Gather every line in the records below that contains the string "water". Case counts.

--- --- ---

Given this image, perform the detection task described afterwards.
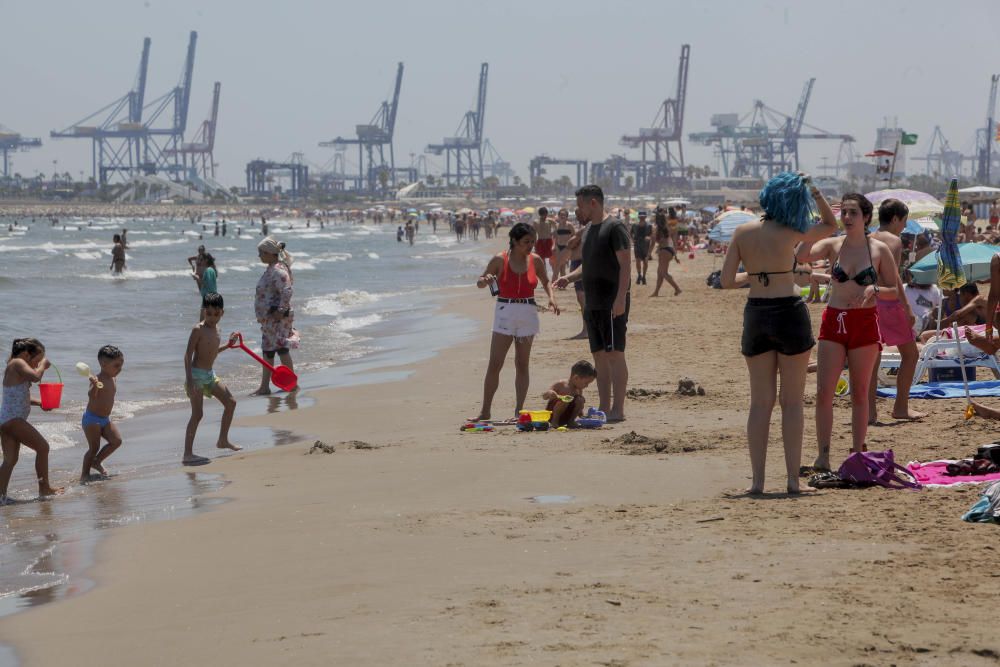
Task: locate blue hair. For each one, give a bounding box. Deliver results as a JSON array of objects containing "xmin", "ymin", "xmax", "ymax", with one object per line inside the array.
[{"xmin": 758, "ymin": 171, "xmax": 816, "ymax": 232}]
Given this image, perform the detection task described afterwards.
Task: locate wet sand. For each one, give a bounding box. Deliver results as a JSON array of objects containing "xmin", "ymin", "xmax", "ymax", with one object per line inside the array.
[{"xmin": 0, "ymin": 248, "xmax": 1000, "ymax": 666}]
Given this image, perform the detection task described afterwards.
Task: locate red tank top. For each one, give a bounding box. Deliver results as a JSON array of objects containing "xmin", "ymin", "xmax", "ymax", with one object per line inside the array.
[{"xmin": 497, "ymin": 252, "xmax": 538, "ymax": 299}]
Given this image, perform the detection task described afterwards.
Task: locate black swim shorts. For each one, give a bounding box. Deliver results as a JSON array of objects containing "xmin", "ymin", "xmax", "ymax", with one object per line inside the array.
[
  {"xmin": 583, "ymin": 294, "xmax": 632, "ymax": 352},
  {"xmin": 740, "ymin": 296, "xmax": 816, "ymax": 357}
]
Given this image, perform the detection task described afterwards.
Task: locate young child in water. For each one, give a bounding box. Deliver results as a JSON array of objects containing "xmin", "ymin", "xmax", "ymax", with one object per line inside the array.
[
  {"xmin": 0, "ymin": 338, "xmax": 63, "ymax": 505},
  {"xmin": 182, "ymin": 293, "xmax": 243, "ymax": 466},
  {"xmin": 542, "ymin": 360, "xmax": 597, "ymax": 428},
  {"xmin": 80, "ymin": 345, "xmax": 125, "ymax": 484}
]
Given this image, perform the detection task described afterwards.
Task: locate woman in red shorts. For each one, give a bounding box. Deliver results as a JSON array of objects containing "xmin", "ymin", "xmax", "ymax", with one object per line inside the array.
[{"xmin": 796, "ymin": 193, "xmax": 900, "ymax": 471}]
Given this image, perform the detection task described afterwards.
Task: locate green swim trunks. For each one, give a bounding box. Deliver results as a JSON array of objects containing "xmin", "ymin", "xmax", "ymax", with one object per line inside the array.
[{"xmin": 184, "ymin": 368, "xmax": 219, "ymax": 398}]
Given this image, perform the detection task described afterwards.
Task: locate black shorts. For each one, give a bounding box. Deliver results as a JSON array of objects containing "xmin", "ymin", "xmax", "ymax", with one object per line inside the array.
[
  {"xmin": 740, "ymin": 296, "xmax": 816, "ymax": 357},
  {"xmin": 569, "ymin": 259, "xmax": 583, "ymax": 292},
  {"xmin": 583, "ymin": 293, "xmax": 632, "ymax": 352}
]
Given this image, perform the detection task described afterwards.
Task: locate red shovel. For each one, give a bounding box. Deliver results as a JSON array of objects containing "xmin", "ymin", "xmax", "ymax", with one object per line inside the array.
[{"xmin": 229, "ymin": 333, "xmax": 299, "ymax": 391}]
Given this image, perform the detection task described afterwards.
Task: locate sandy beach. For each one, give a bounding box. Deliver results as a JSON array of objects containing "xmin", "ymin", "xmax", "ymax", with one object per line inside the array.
[{"xmin": 0, "ymin": 248, "xmax": 1000, "ymax": 667}]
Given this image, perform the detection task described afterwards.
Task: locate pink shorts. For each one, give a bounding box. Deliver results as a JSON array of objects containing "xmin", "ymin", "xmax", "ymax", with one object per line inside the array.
[{"xmin": 875, "ymin": 299, "xmax": 913, "ymax": 347}]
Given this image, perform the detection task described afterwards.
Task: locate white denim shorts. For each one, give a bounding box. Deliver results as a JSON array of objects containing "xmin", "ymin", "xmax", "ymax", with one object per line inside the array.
[{"xmin": 493, "ymin": 301, "xmax": 539, "ymax": 338}]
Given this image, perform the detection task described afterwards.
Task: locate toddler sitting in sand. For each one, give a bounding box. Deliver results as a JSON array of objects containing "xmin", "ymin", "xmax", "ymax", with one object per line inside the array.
[
  {"xmin": 80, "ymin": 345, "xmax": 125, "ymax": 484},
  {"xmin": 542, "ymin": 361, "xmax": 597, "ymax": 428},
  {"xmin": 182, "ymin": 293, "xmax": 243, "ymax": 466}
]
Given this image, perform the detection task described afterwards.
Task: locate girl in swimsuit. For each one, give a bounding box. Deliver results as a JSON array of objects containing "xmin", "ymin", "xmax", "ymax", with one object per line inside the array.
[
  {"xmin": 650, "ymin": 208, "xmax": 681, "ymax": 296},
  {"xmin": 721, "ymin": 173, "xmax": 837, "ymax": 493},
  {"xmin": 473, "ymin": 222, "xmax": 559, "ymax": 422},
  {"xmin": 796, "ymin": 193, "xmax": 900, "ymax": 470},
  {"xmin": 0, "ymin": 338, "xmax": 62, "ymax": 505}
]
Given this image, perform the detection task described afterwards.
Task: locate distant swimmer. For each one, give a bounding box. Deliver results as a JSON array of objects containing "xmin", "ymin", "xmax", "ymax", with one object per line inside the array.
[{"xmin": 111, "ymin": 234, "xmax": 125, "ymax": 276}]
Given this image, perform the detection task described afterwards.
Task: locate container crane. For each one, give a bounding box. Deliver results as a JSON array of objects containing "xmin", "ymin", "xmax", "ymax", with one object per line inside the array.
[
  {"xmin": 424, "ymin": 63, "xmax": 490, "ymax": 187},
  {"xmin": 619, "ymin": 44, "xmax": 691, "ymax": 190},
  {"xmin": 320, "ymin": 63, "xmax": 403, "ymax": 192}
]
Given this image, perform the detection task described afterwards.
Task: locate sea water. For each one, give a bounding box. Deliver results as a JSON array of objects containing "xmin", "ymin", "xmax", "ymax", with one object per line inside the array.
[{"xmin": 0, "ymin": 217, "xmax": 489, "ymax": 628}]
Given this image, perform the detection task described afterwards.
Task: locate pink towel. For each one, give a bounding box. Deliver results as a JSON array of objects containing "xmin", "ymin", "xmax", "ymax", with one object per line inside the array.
[{"xmin": 906, "ymin": 461, "xmax": 1000, "ymax": 486}]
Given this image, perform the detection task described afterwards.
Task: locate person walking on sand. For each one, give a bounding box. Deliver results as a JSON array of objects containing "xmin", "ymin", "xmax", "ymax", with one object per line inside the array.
[
  {"xmin": 868, "ymin": 198, "xmax": 926, "ymax": 424},
  {"xmin": 643, "ymin": 208, "xmax": 681, "ymax": 296},
  {"xmin": 720, "ymin": 172, "xmax": 837, "ymax": 493},
  {"xmin": 556, "ymin": 185, "xmax": 632, "ymax": 422},
  {"xmin": 796, "ymin": 192, "xmax": 902, "ymax": 472},
  {"xmin": 474, "ymin": 222, "xmax": 559, "ymax": 421},
  {"xmin": 253, "ymin": 236, "xmax": 299, "ymax": 396}
]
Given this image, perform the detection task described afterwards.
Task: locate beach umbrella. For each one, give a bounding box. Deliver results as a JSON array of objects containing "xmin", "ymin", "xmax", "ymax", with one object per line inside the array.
[
  {"xmin": 708, "ymin": 211, "xmax": 757, "ymax": 243},
  {"xmin": 865, "ymin": 189, "xmax": 944, "ymax": 218},
  {"xmin": 910, "ymin": 243, "xmax": 1000, "ymax": 285},
  {"xmin": 938, "ymin": 178, "xmax": 966, "ymax": 289}
]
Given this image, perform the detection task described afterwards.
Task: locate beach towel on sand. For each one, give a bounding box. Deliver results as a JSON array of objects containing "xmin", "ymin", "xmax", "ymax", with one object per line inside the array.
[
  {"xmin": 962, "ymin": 482, "xmax": 1000, "ymax": 523},
  {"xmin": 906, "ymin": 460, "xmax": 1000, "ymax": 486},
  {"xmin": 878, "ymin": 380, "xmax": 1000, "ymax": 398}
]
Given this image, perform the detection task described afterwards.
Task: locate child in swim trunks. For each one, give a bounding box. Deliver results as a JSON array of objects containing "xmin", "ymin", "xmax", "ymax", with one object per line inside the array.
[
  {"xmin": 182, "ymin": 294, "xmax": 243, "ymax": 466},
  {"xmin": 542, "ymin": 360, "xmax": 597, "ymax": 428},
  {"xmin": 80, "ymin": 345, "xmax": 125, "ymax": 484}
]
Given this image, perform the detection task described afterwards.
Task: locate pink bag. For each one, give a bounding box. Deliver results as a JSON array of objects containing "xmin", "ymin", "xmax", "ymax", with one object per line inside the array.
[{"xmin": 837, "ymin": 449, "xmax": 922, "ymax": 489}]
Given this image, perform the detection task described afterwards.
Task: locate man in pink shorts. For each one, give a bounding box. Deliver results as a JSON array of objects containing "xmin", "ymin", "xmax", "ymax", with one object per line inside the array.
[{"xmin": 868, "ymin": 199, "xmax": 925, "ymax": 424}]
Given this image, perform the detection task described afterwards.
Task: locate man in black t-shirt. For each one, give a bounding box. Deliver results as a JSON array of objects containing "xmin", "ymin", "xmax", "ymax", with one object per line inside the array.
[{"xmin": 556, "ymin": 185, "xmax": 632, "ymax": 422}]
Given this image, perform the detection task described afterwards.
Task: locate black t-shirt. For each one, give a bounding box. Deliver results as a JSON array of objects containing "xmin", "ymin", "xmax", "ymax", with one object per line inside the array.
[{"xmin": 581, "ymin": 218, "xmax": 630, "ymax": 310}]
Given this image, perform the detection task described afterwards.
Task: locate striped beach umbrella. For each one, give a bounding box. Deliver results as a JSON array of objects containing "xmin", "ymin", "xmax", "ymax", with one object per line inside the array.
[{"xmin": 938, "ymin": 178, "xmax": 966, "ymax": 289}]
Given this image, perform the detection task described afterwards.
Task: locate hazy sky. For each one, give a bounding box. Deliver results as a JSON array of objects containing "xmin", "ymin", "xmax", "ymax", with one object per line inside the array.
[{"xmin": 0, "ymin": 0, "xmax": 1000, "ymax": 184}]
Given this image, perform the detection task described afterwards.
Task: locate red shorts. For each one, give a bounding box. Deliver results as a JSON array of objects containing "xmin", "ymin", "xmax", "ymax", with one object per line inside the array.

--- --- ---

◆ **Exercise output**
Task: locate young child in water. For each one, give a bounding box. Deliver results as a JSON array of objects containing "xmin", "ymin", "xmax", "ymax", with one object per line inside the array.
Task: locate sea water. For each one, give a bounding box. Deliver results as a JSON array of objects containing "xmin", "ymin", "xmax", "ymax", with one object per line inside the array.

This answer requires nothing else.